▸ **Objetivo declarado A**:
No texto sobre avistamentos de óvnis, edite o trecho que vai de "Como já disse" até "a Gliese 586...", substituindo "Alpha Centauri" por "Próxima Centauri".
▸ **Objetivo declarado B**:
De acordo com o texto sobre avistamentos de óvnis, por que qualquer ser inteligente vindo de fora da Terra teria de vir de distâncias superiores a 20 anos-luz? Responda em uma a três frases.
▸ **Objetivo declarado C**:
Dê continuidade ao texto sobre avistamentos de óvnis a partir do ponto em que ele termina.

Não, foi um que foi muito falado na altura, e nada em contrário foi confirmado, foi um objecto não identificado a sobrevoar o litoral norte e centro, a grande velocidade, e foi detectado por vários radares até desaparecer algures na região norte ....




> Tens de admitir no entanto que 90% dos videos do youtube, e outros, são falso.


Não vejo YouTube e perçebo sempre onde está uma montagem e onde não está ....




> Alguns geólogos afirmam que determinados eventos podem libertar plasma na atmosfera, o que por vezes cria orbes com comportamentos erráticos. Esses orbes também estão frequentemente associados á trovoada.


Como já disse anteriormente, quando se trata de luzes 90% dos casos são ilusões, mas a isso nem ligo ...





> Aurélio, estamos a 4.2 anos Luz de distância do sistema mais próximo (Alpha Centauri), os presentes modelos matemáticos excluem a possibilidade de ser possivel acelar matéria a velocidades superiores a 98-99% da velocidade da Luz, e as implicações de se acelarar matéria a essas velocidades implicam perturbações no espaço-tempo, por outro lado sabemos que não há nenhum planeta habitado nos 20 anos luz que rodeiam o nosso sistema, o que significa, que qualquer ser inteligente que venha de fora da Terra terá sempre que vir de distâncias superiores a 20 anos Luz... isso normalmente significaria viagens na Ordem dos 150-200 anos para por exemplo, dar um saltinho (lol, um saltinho) a Gliese 586...

▸ **Linhas de dados de anotação de caixas**:
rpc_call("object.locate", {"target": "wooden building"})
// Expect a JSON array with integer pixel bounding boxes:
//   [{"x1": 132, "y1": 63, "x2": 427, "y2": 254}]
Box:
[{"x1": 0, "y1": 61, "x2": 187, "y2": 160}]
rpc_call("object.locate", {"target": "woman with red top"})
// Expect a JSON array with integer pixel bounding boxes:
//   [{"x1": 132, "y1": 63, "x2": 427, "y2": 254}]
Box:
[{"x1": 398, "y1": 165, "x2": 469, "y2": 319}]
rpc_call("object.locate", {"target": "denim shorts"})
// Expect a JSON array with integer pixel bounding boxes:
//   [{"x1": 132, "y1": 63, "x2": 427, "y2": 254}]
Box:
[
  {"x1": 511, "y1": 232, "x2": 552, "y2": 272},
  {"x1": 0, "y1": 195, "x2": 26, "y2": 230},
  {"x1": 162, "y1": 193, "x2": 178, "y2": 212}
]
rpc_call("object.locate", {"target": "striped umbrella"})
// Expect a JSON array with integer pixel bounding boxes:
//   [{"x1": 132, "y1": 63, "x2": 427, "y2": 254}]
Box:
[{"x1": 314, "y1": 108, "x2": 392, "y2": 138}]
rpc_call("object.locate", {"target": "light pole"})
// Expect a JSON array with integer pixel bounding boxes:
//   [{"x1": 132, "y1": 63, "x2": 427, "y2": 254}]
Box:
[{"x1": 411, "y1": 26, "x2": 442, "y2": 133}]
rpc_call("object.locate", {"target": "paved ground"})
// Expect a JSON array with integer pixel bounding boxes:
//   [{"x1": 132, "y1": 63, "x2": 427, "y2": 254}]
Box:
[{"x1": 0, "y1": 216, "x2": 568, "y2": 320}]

▸ **Resultado final A**:
Como já disse anteriormente, quando se trata de luzes 90% dos casos são ilusões, mas a isso nem ligo ...





> Aurélio, estamos a 4.2 anos Luz de distância do sistema mais próximo (Próxima Centauri), os presentes modelos matemáticos excluem a possibilidade de ser possivel acelar matéria a velocidades superiores a 98-99% da velocidade da Luz, e as implicações de se acelarar matéria a essas velocidades implicam perturbações no espaço-tempo, por outro lado sabemos que não há nenhum planeta habitado nos 20 anos luz que rodeiam o nosso sistema, o que significa, que qualquer ser inteligente que venha de fora da Terra terá sempre que vir de distâncias superiores a 20 anos Luz... isso normalmente significaria viagens na Ordem dos 150-200 anos para por exemplo, dar um saltinho (lol, um saltinho) a Gliese 586...

▸ **Resultado final B**:
Porque se sabe que não há nenhum planeta habitado nos 20 anos-luz que rodeiam o nosso sistema.

▸ **Resultado final C**:
Vai ver os modelos matemáticos existentes há cerca de 100 anos, e vê quais eram os limites, podes agora dizer ou dizerem quais os limites fisicos, e podem ter razão, mas isso é sempre de acordo com aquilo que conheçemos nesta altura.

Acredito mesmo que estamos á beira de uma nova quase "revolução industrial" que acredito que possa surgir quando se descobrir um novo tipo de matéria, talvez daqui a uns 20 anos, e falo essencialmente ao nivel da "deslocação" ...

Penso que no futuro vai utilizar bastante a energia nuclear em grandes deslocamentos, mas que no futuro será muito mais segura !!

Só mais uma coisa o conhecimento não tem limites, sempre evoluimos e vamos continuar a evoluir até ao dia que o Homem aniquilar os recursos do nosso planeta e tivermos que emigrar ....para outros planetas !


----------



## camrov8 (11 Mai 2014 às 18:36)

esse do alqueva não conhecia, o que foi muito badalado foi de uma bola de luz que vinha de sul para norte a grande velocidade e houve um eco nos radares, mas as testemunhas não eram coerentes uns diziam que fazia barulho outros já não fazia barulho, so se sabe que seguiu em linha recta


----------



## Aurélio (11 Mai 2014 às 18:43)

camrov8 disse:


> esse do alqueva não conhecia, o que foi muito badalado foi de uma bola de luz que vinha de sul para norte a grande velocidade e houve um eco nos radares, mas as testemunhas não eram coerentes uns diziam que fazia barulho outros já não fazia barulho, so se sabe que seguiu em linha recta



Talvez tenha sido isso, mas nunca ouvi falar em bola de luz, mas nunca ninguém conseguiu explicar o facto ....


----------



## Albifriorento (11 Mai 2014 às 18:46)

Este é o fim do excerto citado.